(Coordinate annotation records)
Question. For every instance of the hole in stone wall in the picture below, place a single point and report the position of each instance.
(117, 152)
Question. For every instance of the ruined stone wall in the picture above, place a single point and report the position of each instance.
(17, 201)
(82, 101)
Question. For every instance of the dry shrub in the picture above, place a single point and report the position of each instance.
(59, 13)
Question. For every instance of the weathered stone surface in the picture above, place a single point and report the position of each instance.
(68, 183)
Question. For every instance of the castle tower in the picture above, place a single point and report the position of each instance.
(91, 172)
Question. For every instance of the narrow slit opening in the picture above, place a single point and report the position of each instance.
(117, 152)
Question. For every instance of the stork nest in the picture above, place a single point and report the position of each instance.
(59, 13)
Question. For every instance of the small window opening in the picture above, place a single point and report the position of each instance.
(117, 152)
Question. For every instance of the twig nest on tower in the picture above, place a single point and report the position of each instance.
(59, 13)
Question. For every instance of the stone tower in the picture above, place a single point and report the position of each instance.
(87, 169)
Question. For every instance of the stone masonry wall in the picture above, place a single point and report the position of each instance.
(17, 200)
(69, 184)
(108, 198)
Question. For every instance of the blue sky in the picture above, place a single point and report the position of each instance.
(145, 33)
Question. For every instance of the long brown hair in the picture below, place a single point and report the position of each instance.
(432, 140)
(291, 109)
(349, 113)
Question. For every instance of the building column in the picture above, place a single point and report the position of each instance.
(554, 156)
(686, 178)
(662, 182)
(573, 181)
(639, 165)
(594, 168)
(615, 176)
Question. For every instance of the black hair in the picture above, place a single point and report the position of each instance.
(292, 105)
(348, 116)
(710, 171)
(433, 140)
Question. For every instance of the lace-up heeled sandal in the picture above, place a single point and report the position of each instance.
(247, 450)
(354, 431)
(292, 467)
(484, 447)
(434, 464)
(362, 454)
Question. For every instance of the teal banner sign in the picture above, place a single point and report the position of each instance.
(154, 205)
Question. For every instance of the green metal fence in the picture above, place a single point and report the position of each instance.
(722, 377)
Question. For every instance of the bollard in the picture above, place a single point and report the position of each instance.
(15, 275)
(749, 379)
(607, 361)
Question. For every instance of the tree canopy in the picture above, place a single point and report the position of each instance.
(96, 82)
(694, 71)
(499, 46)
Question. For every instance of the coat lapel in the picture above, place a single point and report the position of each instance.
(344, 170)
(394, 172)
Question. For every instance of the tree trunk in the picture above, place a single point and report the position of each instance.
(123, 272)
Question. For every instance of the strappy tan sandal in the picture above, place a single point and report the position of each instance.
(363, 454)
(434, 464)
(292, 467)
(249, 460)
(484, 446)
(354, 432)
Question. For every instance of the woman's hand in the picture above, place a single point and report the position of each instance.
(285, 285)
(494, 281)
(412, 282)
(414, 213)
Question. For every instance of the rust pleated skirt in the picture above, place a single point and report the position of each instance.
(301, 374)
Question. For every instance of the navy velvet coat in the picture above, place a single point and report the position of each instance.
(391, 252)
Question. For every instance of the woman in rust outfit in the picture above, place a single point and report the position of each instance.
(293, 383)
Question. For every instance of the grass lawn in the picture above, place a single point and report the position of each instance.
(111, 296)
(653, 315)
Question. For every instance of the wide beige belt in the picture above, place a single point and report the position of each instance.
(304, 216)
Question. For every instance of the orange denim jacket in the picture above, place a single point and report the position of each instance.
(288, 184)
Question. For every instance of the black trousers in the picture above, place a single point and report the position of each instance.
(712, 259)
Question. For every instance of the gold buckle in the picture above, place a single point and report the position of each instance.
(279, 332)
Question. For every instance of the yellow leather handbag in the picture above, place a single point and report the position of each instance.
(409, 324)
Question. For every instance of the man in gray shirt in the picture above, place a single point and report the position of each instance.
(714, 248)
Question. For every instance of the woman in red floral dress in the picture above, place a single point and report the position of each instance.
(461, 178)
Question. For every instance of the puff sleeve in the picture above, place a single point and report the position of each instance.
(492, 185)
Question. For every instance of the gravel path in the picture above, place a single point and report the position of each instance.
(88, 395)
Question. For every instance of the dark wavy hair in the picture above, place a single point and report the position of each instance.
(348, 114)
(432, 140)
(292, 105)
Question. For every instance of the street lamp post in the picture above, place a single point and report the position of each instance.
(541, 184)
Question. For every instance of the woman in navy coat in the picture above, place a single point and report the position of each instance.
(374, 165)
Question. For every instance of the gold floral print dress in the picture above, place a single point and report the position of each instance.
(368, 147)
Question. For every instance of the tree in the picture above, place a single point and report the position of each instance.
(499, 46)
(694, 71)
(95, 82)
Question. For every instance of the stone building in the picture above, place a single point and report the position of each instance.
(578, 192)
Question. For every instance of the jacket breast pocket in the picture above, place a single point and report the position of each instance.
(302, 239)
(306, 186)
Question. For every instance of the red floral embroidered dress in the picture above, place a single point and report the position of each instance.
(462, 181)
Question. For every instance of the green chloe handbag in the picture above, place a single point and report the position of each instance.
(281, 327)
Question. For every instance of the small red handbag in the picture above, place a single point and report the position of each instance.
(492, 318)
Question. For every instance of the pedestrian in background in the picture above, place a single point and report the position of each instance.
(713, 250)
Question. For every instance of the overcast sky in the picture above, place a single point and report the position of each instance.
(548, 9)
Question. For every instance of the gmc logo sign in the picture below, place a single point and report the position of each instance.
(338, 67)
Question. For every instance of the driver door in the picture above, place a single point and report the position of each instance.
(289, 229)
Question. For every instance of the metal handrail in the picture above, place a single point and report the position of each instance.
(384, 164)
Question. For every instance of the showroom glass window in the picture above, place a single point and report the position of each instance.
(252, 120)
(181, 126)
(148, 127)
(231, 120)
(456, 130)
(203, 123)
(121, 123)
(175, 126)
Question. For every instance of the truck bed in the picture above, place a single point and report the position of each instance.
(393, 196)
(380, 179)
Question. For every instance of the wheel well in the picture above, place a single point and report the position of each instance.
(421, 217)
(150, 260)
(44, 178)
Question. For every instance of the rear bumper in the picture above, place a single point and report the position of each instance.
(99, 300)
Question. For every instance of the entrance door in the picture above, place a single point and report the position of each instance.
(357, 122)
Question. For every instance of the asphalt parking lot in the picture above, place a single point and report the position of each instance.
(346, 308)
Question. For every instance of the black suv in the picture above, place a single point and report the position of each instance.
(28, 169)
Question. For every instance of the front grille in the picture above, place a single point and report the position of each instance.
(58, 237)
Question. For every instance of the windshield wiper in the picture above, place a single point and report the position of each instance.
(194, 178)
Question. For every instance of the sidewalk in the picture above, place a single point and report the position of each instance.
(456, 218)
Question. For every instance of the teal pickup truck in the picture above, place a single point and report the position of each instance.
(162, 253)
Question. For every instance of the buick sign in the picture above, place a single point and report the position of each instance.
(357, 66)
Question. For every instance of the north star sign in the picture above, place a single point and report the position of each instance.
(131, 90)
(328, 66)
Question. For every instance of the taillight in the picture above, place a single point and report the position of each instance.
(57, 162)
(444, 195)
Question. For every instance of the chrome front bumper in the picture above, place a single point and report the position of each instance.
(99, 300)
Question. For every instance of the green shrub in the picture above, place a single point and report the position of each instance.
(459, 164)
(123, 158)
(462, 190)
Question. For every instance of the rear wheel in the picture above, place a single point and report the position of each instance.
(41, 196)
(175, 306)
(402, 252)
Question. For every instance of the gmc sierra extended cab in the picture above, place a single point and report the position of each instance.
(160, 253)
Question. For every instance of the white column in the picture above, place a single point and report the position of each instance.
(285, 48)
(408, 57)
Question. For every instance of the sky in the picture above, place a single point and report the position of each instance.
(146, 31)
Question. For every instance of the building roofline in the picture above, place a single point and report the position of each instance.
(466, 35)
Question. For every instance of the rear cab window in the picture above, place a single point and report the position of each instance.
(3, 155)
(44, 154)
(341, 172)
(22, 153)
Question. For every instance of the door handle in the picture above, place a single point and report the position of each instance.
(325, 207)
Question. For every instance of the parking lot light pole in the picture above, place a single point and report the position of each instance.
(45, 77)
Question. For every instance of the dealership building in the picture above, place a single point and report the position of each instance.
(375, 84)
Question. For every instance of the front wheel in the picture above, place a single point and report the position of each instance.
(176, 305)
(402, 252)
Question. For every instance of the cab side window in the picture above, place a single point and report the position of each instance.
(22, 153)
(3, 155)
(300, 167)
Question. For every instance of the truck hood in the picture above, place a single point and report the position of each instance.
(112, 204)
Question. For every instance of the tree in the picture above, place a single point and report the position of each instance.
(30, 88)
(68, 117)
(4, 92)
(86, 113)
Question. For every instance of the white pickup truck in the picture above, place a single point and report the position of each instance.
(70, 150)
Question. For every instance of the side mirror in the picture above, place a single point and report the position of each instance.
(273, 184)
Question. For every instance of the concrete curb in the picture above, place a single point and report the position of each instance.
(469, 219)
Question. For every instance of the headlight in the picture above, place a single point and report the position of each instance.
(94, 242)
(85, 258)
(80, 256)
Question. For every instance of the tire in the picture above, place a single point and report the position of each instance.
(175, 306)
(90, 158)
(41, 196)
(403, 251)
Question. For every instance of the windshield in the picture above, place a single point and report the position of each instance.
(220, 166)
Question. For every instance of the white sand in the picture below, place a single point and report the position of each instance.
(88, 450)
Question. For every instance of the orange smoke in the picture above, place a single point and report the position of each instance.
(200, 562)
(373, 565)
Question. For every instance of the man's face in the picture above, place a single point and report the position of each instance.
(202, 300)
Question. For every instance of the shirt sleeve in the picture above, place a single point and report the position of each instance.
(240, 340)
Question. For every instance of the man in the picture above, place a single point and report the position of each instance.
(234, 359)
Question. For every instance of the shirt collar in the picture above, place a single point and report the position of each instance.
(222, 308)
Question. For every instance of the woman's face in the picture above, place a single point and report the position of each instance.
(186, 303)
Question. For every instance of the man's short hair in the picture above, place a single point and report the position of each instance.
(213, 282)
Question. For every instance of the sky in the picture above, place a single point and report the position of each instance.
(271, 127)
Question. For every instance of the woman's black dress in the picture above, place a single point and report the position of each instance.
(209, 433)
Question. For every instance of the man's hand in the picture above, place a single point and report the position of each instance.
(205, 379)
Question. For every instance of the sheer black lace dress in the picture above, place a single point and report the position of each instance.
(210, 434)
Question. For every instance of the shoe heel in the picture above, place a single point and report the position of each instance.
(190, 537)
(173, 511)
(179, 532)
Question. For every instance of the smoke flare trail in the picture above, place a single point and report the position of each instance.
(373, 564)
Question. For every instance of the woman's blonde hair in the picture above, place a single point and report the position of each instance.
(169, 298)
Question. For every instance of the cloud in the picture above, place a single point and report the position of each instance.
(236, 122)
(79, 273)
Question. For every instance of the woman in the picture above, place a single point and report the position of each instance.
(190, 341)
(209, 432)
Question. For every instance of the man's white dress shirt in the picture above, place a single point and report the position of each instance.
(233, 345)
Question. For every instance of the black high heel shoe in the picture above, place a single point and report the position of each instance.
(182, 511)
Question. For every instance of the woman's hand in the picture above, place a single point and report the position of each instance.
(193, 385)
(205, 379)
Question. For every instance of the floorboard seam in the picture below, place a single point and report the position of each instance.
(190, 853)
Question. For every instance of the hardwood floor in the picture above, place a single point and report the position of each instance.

#### [TASK]
Copy exactly the lines of the listing above, beginning at the line with "Question. For every instance of the sheer" and ending at its final line; write out nothing else.

#### [RESULT]
Question. For every instance of the sheer black lace dress in the picture above, place a single point and report the position of each instance.
(210, 434)
Question. For every instance of the shoe heel in the picture above, place a single point and report the position of each instance.
(190, 537)
(173, 511)
(179, 532)
Question. For every instance of the smoke flare trail in the picture above, place a single point and report the position of each instance.
(373, 564)
Question. For every instance of the woman's blonde hair in the picture above, place a single point and report the position of each instance.
(169, 298)
Question. For every instance of the cloud in the picture above, place a single point and report the position of each instance.
(236, 122)
(79, 273)
Question. For every instance of the woman in the picture above, place a single point and report the position of each instance.
(190, 341)
(209, 432)
Question. For every instance of the man's white dress shirt in the picture above, place a single point and report the position of each instance.
(233, 345)
Question. For every instance of the black high heel shoe in the picture above, place a single point and report the position of each instance.
(182, 511)
Question. For every instance of the woman's hand in the picture above, place a single point and report the position of each instance.
(193, 385)
(205, 379)
Question. For every instance of the floorboard seam in the picture below, place a single point and report the position of each instance.
(190, 853)
Question. For every instance of the hardwood floor in the picture above, place a single point and report the position of each instance.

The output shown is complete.